→ Required actions
a. In the article on complaints against Darling, what total in fines resulted from the Minnesota meat-rendering case?
b. Continue the article on complaints against Darling, starting after its final sentence.

Despite abatement orders issued last year by officials at the South Coast Air Quality Management District (AQMD), eight complaints were lodged against Darling for foul-air emissions during the month of January.
The abatement order, requiring Darling to construct metal enclosures equipped with chemical air-scrubbers to cap two carcass-receiving pits at the plant, was made after more than 400 complaints had been filed over the course of three years. After an appeal by Darling, however, the AQMD granted an extension allowing the company to delay completion of the second scrubbing system until October of 1998.
While AQMD officials say Darling is in compliance, a survey of the firm's operations elsewhere shows repeated violations of federal environmental standards. In one case, a Darling plant manager was convicted of nine felony counts of illegal discharges, and two other Darling employees pleaded guilty to conspiring to violate the Clean Water Act. That case, involving a meat-rendering plant in Minnesota, resulted in $3 million in fines - the heaviest such penalties ever levied in that state.
Officials at Darling International headquarters in Texas declined to return repeated calls for comment. But last month, Darling CEO Dennis Longmire told a reporter in Detroit, "I'm not aware of any charges filed." The executive discounted the scores of complaints Darling has received in connection with the 42 facilities it operates across the United States. "Most of the time we have complaints, it's because someone else wants our property," Longmire told the Detroit News.
Records compiled by the federal Environmental Protection Agency, however, show several cases in which Darling's neighbors made vigorous and repeated complaints. In Linkwood, Maryland, between the years 1995 and 1997, hundreds of complaints were filed against Darling's Eastern Shores Rendering, resulting in EPA findings of 52 violations. In Irving, Texas, the EPA named another Darling plant in connection with 10 violations of federal rules. And in Cleveland, Ohio, odors associated with a Darling meat-processing plant have led over the past five years to more than 500 complaints. Last month, EPA officials contacted the South Coast AQMD to seek advice on how best to contain the stench.

→ Supplied data
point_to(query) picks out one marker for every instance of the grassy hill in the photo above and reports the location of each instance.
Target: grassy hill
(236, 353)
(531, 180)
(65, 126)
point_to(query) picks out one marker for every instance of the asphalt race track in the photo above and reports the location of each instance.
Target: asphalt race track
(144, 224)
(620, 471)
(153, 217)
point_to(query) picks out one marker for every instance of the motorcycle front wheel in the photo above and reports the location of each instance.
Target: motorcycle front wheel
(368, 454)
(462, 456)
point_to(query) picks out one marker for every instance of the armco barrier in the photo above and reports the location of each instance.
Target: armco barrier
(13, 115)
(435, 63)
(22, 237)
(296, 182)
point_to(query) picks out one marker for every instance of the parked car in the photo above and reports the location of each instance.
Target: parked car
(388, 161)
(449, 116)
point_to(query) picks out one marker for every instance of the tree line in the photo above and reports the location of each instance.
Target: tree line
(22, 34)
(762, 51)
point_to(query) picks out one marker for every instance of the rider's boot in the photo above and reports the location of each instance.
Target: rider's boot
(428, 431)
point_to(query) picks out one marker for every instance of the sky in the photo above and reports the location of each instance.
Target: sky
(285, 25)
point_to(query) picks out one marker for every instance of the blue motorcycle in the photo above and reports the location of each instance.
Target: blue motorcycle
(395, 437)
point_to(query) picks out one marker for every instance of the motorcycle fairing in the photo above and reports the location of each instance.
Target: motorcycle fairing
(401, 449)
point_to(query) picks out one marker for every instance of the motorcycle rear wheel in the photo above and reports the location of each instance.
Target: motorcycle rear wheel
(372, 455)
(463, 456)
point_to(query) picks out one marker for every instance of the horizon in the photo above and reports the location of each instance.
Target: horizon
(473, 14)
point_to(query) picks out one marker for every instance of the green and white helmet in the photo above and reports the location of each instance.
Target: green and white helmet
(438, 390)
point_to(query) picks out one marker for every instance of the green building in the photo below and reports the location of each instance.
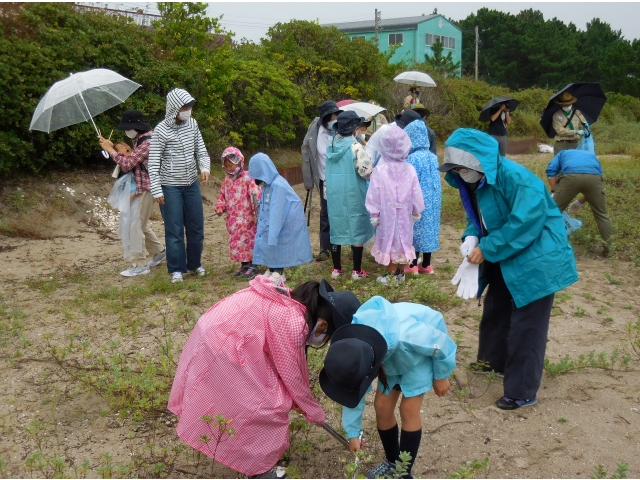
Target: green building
(415, 35)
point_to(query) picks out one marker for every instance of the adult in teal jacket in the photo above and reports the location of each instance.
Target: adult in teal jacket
(410, 344)
(515, 233)
(348, 167)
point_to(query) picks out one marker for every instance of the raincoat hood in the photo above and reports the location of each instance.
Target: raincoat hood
(419, 136)
(233, 151)
(262, 168)
(176, 99)
(395, 144)
(473, 149)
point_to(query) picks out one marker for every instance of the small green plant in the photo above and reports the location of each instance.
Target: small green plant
(612, 280)
(220, 431)
(622, 471)
(470, 469)
(580, 312)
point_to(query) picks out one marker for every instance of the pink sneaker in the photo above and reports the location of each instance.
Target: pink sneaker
(335, 273)
(428, 270)
(357, 275)
(410, 269)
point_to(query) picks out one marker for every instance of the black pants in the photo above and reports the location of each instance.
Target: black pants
(325, 242)
(513, 340)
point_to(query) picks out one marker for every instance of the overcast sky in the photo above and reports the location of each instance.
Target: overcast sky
(252, 19)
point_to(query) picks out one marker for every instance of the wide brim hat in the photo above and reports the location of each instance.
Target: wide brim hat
(418, 107)
(405, 118)
(327, 108)
(344, 304)
(133, 120)
(352, 363)
(347, 122)
(565, 98)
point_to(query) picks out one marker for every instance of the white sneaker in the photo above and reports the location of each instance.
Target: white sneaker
(278, 279)
(135, 271)
(157, 259)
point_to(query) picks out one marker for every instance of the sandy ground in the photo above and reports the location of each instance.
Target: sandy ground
(582, 419)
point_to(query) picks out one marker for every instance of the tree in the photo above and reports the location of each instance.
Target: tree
(443, 64)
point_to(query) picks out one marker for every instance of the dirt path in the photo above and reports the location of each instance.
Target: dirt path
(583, 418)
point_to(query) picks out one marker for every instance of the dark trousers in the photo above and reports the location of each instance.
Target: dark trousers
(182, 213)
(325, 233)
(513, 340)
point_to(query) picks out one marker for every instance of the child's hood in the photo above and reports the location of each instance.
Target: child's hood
(262, 168)
(176, 99)
(395, 144)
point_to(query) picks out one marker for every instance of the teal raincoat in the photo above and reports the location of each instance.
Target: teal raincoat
(419, 350)
(346, 194)
(526, 232)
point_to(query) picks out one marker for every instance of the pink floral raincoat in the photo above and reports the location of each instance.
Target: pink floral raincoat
(394, 196)
(245, 360)
(238, 197)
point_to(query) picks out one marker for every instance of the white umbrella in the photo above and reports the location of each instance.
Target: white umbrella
(364, 109)
(79, 98)
(419, 79)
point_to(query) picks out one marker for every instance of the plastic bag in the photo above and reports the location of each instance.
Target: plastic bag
(571, 224)
(129, 227)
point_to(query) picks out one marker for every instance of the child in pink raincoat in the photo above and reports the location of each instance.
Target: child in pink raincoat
(394, 201)
(238, 197)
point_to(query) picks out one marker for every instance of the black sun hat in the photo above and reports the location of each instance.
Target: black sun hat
(343, 304)
(352, 362)
(133, 120)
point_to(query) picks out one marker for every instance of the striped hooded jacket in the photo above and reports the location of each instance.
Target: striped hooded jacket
(175, 148)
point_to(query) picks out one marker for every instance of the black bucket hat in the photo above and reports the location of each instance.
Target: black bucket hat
(133, 120)
(405, 118)
(347, 122)
(327, 108)
(352, 362)
(343, 304)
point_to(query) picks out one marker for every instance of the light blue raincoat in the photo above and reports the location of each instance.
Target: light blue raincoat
(526, 232)
(426, 231)
(418, 350)
(346, 194)
(282, 238)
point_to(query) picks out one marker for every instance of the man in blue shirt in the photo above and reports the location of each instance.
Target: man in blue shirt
(580, 172)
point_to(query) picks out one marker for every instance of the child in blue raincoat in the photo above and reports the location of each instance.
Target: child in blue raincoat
(282, 238)
(404, 345)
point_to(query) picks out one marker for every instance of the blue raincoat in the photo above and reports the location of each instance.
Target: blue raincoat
(282, 238)
(426, 231)
(346, 194)
(526, 233)
(418, 350)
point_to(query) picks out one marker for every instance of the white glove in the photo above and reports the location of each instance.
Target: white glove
(468, 245)
(467, 275)
(574, 207)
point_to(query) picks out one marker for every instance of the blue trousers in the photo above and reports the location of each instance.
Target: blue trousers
(182, 212)
(514, 340)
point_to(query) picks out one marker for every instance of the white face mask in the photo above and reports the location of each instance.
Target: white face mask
(316, 340)
(470, 176)
(184, 116)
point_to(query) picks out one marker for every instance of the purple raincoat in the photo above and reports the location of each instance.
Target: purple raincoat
(394, 195)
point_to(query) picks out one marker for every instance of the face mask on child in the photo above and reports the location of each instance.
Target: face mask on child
(316, 340)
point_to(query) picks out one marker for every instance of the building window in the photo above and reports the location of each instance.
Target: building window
(395, 39)
(447, 42)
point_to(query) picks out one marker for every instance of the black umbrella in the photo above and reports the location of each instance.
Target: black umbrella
(485, 115)
(591, 99)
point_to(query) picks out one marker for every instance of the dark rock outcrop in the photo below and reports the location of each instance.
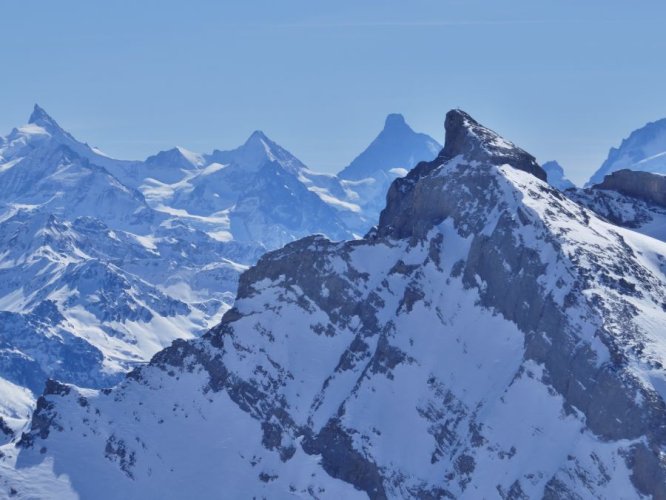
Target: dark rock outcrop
(645, 186)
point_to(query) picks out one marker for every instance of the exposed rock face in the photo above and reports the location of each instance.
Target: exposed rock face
(644, 150)
(465, 136)
(645, 186)
(492, 338)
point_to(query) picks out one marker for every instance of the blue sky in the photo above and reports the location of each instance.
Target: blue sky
(564, 79)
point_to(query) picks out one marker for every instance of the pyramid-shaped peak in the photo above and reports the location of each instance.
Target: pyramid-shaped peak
(465, 136)
(40, 117)
(257, 135)
(394, 120)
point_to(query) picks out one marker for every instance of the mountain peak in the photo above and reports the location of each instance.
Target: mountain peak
(396, 146)
(257, 136)
(466, 136)
(394, 120)
(40, 117)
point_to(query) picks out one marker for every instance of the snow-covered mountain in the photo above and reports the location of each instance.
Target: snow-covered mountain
(258, 189)
(644, 150)
(393, 153)
(92, 279)
(104, 261)
(629, 198)
(556, 177)
(491, 338)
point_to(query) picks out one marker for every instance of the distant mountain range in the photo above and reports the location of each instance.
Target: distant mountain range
(104, 262)
(644, 150)
(490, 337)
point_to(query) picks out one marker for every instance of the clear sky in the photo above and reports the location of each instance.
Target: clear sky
(564, 79)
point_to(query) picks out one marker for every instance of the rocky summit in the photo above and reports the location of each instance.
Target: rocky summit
(491, 338)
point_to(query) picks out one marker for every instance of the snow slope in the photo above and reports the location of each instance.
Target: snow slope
(556, 177)
(492, 338)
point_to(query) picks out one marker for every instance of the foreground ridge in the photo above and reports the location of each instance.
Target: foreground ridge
(505, 335)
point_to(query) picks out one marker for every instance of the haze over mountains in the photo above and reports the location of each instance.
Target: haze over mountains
(104, 261)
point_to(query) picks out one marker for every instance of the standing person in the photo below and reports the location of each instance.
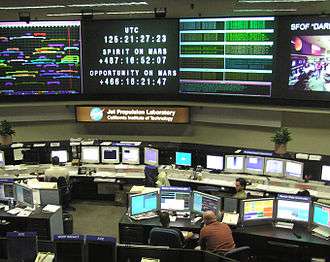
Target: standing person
(215, 236)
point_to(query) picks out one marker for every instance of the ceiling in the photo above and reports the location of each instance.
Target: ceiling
(174, 8)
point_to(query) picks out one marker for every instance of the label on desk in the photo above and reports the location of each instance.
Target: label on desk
(21, 234)
(69, 237)
(101, 239)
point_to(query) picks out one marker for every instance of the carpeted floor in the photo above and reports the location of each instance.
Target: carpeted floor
(96, 217)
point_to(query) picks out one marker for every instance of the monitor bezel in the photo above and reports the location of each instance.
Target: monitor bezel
(301, 178)
(234, 171)
(110, 161)
(218, 199)
(312, 220)
(97, 148)
(137, 161)
(143, 194)
(254, 172)
(261, 221)
(149, 162)
(274, 174)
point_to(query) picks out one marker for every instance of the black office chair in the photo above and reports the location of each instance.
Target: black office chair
(160, 236)
(64, 193)
(243, 254)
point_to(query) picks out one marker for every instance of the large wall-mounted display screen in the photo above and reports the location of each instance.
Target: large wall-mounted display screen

→ Task answers
a. $3 million

b.
Odors are a natural hazard of Darling's line of business, which involves processing the remains of dead cattle and other animals to produce by-products such as fertilizer, animal feed and candles. But failure to promptly handle the animal carcasses can result in intense, noxious pollution.
The worst case involving Darling transpired in Minnesota, where officials say animal blood, ammonia and other pollutants were dumped into the Blue Earth River. Darling International pleaded guilty in December 1996 to five felony counts of federal Clean Water Act violations. The company was forced to pay $2.7 million in criminal fines, $300,000 in civil fines and $1 million in projects to restore the Blue Earth River.
In January of last year, Gary Keck, the former wastewater treatment operator for the Blue Earth plant, entered a guilty plea in federal court to a single count of conspiring to violate the Clean Water Act. During his plea hearing, Keck admitted that, under the direction of his supervisors, he had illegally discharged wastewater, tampered with the samples and falsified the records filed with the Minnesota Pollution Control Agency.
The next month, the former general manager of the facility, Timothy Guzek, and former plant manager Douglas Nave were both indicted on one felony count of conspiring to violate the Clean Water Act, five felony counts of violating the act, nine felony counts of tampering with water samples, and six felony counts of falsifying reports of the plant's discharges.
In April of 1997, Nave was convicted of a single felony count. In October, Guzek was convicted on one count of conspiracy and six felony violations of the Clean Water Act. Guzek was sentenced on February 5 to one month in prison, six months work release, six months home detention, 100 hours of community service and two years of supervised release.
Aside from the plant-manager indictments, federal prosecutors last May also indicted Meherban Roshanravan - former vice-president for environmental matters at Darling International Inc. in Houston - for conspiracy, fraud and submitting false records. On December 23, 1997, Roshanravan was found guilty.
Darling International has also run afoul of water-quality regulators in Los Angeles, although not with the EPA. Between 1991 and 1996, Darling was licensed through L.A. County as an industrial wastewater source and operated an on-site water-treatment plant. The treated water was flushed into the L.A. River. In 1992, an enforcement action was brought against the company for failure to submit a permit package. Four years later, county officials determined that Darling qualified for less-stringent public sewers: Their wastewater drainage pipes were capped and, that November, monitoring of their water discharge shifted to the city of L.A.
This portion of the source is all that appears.